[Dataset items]
◇ ◇ ◇ ◇ ◇ ◇ ◇

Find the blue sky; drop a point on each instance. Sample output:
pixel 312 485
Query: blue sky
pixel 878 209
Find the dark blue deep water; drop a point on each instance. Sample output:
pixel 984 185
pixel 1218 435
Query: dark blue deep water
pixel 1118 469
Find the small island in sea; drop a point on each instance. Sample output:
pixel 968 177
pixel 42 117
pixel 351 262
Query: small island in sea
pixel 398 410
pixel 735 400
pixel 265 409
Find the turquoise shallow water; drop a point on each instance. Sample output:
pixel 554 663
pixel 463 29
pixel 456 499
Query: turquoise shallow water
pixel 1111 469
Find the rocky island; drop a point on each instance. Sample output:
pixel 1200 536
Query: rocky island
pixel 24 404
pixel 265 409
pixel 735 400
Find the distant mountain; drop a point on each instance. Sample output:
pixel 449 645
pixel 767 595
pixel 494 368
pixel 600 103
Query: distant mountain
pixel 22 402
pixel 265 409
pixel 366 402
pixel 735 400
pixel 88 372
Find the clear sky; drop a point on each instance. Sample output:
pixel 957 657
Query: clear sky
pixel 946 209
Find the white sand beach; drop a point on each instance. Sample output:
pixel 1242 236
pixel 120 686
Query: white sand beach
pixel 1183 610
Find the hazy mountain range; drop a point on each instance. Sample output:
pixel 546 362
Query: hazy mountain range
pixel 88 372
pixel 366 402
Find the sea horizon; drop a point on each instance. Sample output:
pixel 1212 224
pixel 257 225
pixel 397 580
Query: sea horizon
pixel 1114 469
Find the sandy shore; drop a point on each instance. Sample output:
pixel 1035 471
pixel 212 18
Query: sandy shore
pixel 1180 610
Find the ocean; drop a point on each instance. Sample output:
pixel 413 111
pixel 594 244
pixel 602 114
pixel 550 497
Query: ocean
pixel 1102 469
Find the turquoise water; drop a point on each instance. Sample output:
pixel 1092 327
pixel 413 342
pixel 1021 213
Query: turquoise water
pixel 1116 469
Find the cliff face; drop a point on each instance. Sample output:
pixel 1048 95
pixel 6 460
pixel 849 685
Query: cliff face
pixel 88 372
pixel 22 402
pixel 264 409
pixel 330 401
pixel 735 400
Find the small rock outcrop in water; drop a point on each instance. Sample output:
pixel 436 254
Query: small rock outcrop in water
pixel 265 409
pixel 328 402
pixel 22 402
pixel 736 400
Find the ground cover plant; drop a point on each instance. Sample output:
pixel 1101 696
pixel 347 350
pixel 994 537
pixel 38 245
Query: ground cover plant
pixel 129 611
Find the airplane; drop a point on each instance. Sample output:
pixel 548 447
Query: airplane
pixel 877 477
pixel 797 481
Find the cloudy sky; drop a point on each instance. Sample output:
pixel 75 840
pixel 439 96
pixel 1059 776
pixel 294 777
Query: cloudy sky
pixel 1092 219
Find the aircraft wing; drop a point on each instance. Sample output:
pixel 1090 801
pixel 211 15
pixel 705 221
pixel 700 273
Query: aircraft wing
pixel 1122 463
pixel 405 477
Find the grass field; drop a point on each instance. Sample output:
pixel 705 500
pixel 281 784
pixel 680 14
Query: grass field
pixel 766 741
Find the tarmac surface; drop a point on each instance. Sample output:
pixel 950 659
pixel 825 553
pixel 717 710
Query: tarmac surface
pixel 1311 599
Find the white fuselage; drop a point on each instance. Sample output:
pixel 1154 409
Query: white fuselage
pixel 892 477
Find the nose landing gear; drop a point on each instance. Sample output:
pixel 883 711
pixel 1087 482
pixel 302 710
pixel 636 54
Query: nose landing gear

◇ ◇ ◇ ◇ ◇ ◇ ◇

> [OBJECTIVE]: Reproduce every one of the items above word for word, leaving out nothing and changing nothing.

> [WRITTEN ANSWER]:
Find the blue sky; drop a point on each instance. Sample output:
pixel 312 485
Query: blue sky
pixel 878 209
Find the dark blue deep water; drop a point on each instance. Sample output:
pixel 984 185
pixel 1218 435
Query: dark blue deep water
pixel 1118 469
Find the small island in sea; drop a point on each instance. Sample output:
pixel 968 177
pixel 42 117
pixel 351 262
Query: small island in sea
pixel 398 410
pixel 735 400
pixel 265 409
Find the turquoise shallow water; drop a point on each instance. Sample output:
pixel 554 663
pixel 463 29
pixel 456 499
Query: turquoise shallow water
pixel 1111 469
Find the rocky island; drop a point on each instance. Sample output:
pixel 1200 536
Query: rocky island
pixel 24 404
pixel 265 409
pixel 735 400
Find the distant mountain; drop a point on each instance. Sample output:
pixel 449 645
pixel 767 595
pixel 494 368
pixel 600 103
Query: distant mountain
pixel 22 402
pixel 265 409
pixel 366 402
pixel 735 400
pixel 88 372
Find the clear sky; drop a point on each instance. Sample output:
pixel 957 657
Query: clear sky
pixel 946 209
Find the white sand beach; drop a point on each instance. Sample output:
pixel 1242 236
pixel 120 686
Query: white sand beach
pixel 1183 610
Find the hazy mountain range; drop a point on each instance. Sample output:
pixel 546 362
Query: hazy mountain range
pixel 88 372
pixel 366 402
Find the sea horizon; drop a point on each instance. Sample output:
pixel 1212 224
pixel 257 225
pixel 397 580
Query: sea horizon
pixel 1114 469
Find the sandy shore; drop a point on each instance. Sample output:
pixel 1035 471
pixel 212 18
Query: sandy shore
pixel 1180 610
Find the ocean; drop a point on each instance. Sample output:
pixel 413 111
pixel 594 244
pixel 602 114
pixel 550 497
Query: ocean
pixel 1102 469
Find the turquoise water; drop a point on each instance. Sample output:
pixel 1092 327
pixel 413 342
pixel 1021 213
Query: turquoise water
pixel 1116 469
Find the cliff face; drop a point on each instance. Sample output:
pixel 1048 95
pixel 6 460
pixel 849 685
Query: cliff face
pixel 88 372
pixel 22 402
pixel 264 409
pixel 330 401
pixel 735 400
Find the small rock outcrop in water; drop a point on each instance. Sample output:
pixel 436 254
Query: small rock outcrop in water
pixel 265 409
pixel 328 402
pixel 22 402
pixel 736 400
Find the ground cover plant; drop a point on each instance. Sample output:
pixel 1101 696
pixel 347 350
pixel 994 537
pixel 38 245
Query: ground cover plant
pixel 129 611
Find the airplane; drop a point on each instance. Sample output:
pixel 548 447
Query: airplane
pixel 877 477
pixel 797 481
Find the cloudy sky; drop a point on each instance. Sample output:
pixel 75 840
pixel 439 96
pixel 1059 776
pixel 294 777
Query: cloudy sky
pixel 1092 219
Find the aircraft wing; drop a point on each instance. Sample output:
pixel 1090 801
pixel 211 15
pixel 705 221
pixel 700 273
Query: aircraft wing
pixel 1122 463
pixel 405 477
Find the grass field; drop a point on each instance. Sample output:
pixel 705 500
pixel 281 784
pixel 680 14
Query: grass field
pixel 766 741
Find the tarmac surface; drop a point on each instance. Sample output:
pixel 950 659
pixel 825 553
pixel 717 710
Query: tarmac surface
pixel 1311 599
Find the white fuselage; drop a point on each instance. Sample output:
pixel 1154 409
Query: white fuselage
pixel 892 477
Find the nose landing gear; drop a point on each instance. Sample output:
pixel 883 711
pixel 1087 482
pixel 302 710
pixel 636 54
Query: nose landing gear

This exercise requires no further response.